## Raw data:
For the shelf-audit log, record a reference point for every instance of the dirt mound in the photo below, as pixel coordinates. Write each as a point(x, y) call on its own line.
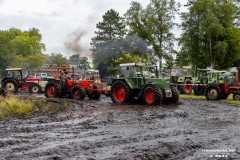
point(102, 130)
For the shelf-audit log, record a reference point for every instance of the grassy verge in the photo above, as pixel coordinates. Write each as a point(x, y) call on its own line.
point(16, 106)
point(229, 100)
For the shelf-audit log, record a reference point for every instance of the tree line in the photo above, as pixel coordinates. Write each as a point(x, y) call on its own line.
point(25, 49)
point(210, 35)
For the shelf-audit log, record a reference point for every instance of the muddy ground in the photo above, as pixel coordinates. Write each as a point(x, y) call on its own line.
point(193, 129)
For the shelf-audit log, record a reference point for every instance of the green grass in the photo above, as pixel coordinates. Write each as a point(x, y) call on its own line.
point(229, 100)
point(16, 106)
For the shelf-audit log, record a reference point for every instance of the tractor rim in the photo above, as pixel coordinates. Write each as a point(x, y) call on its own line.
point(35, 89)
point(10, 86)
point(237, 97)
point(77, 93)
point(213, 93)
point(150, 96)
point(119, 93)
point(188, 87)
point(51, 90)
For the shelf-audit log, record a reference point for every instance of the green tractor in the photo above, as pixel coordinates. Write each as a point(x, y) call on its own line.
point(138, 81)
point(182, 79)
point(2, 92)
point(220, 85)
point(201, 81)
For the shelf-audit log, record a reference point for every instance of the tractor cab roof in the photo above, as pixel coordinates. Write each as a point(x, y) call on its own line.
point(205, 70)
point(136, 65)
point(15, 69)
point(216, 71)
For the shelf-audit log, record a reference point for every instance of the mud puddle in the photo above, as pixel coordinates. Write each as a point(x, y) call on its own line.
point(192, 129)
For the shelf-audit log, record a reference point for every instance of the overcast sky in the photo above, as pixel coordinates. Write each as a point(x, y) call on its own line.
point(59, 21)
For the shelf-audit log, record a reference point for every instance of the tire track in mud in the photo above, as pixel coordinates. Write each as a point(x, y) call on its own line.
point(102, 130)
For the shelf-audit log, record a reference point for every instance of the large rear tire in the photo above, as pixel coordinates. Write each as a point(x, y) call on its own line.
point(152, 95)
point(187, 86)
point(175, 95)
point(94, 94)
point(78, 93)
point(213, 92)
point(34, 88)
point(52, 90)
point(198, 90)
point(236, 96)
point(120, 92)
point(10, 85)
point(225, 96)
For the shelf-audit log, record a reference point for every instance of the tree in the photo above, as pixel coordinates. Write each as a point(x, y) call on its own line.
point(207, 38)
point(57, 59)
point(110, 28)
point(154, 24)
point(82, 62)
point(14, 42)
point(113, 49)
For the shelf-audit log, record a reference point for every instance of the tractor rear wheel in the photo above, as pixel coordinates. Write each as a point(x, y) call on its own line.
point(213, 92)
point(120, 92)
point(236, 96)
point(52, 90)
point(78, 93)
point(152, 95)
point(187, 86)
point(198, 90)
point(175, 95)
point(225, 96)
point(94, 94)
point(34, 88)
point(10, 85)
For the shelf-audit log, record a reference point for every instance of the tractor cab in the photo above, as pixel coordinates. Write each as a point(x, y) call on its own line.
point(20, 74)
point(18, 78)
point(202, 76)
point(137, 70)
point(216, 76)
point(139, 81)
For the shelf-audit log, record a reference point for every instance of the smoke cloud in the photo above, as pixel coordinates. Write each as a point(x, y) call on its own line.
point(75, 43)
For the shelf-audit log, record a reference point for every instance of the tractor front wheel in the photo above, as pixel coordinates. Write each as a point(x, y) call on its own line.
point(120, 92)
point(34, 88)
point(152, 95)
point(213, 92)
point(175, 95)
point(10, 85)
point(236, 96)
point(198, 90)
point(52, 90)
point(78, 93)
point(94, 94)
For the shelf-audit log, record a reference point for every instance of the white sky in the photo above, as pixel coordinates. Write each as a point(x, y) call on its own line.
point(59, 19)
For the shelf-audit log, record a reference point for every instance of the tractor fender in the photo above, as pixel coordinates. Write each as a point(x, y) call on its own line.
point(4, 79)
point(120, 80)
point(145, 86)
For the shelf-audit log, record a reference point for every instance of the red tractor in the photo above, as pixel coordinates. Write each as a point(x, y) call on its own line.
point(71, 87)
point(18, 78)
point(224, 85)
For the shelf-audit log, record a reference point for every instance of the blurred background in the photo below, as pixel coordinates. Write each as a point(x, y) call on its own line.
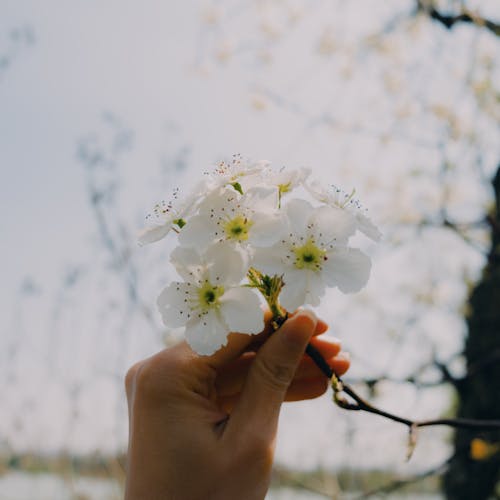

## Your objective:
Arrange the lines of the data from the line with "of the grassy" to the line with "point(193, 129)", both included, as a numbered list with blank lines omitted.

## Answer:
1. For the shelf-audit log, record a reference point for every instance of the grassy verge in the photo above, as pixel coordinates. Write each as a point(x, y) call on its own line.
2. point(16, 106)
3. point(229, 100)
4. For the shelf-audit log, record a reference point for every instance of the tree line in the photo above, as pixel coordinates. Write each as a point(x, y) call on its own line.
5. point(25, 49)
6. point(210, 35)
7. For the shelf-audit log, record a reference point for every instance of the muddy ground in the photo above, as pixel coordinates. Write each as a point(x, y) call on its own line.
8. point(193, 129)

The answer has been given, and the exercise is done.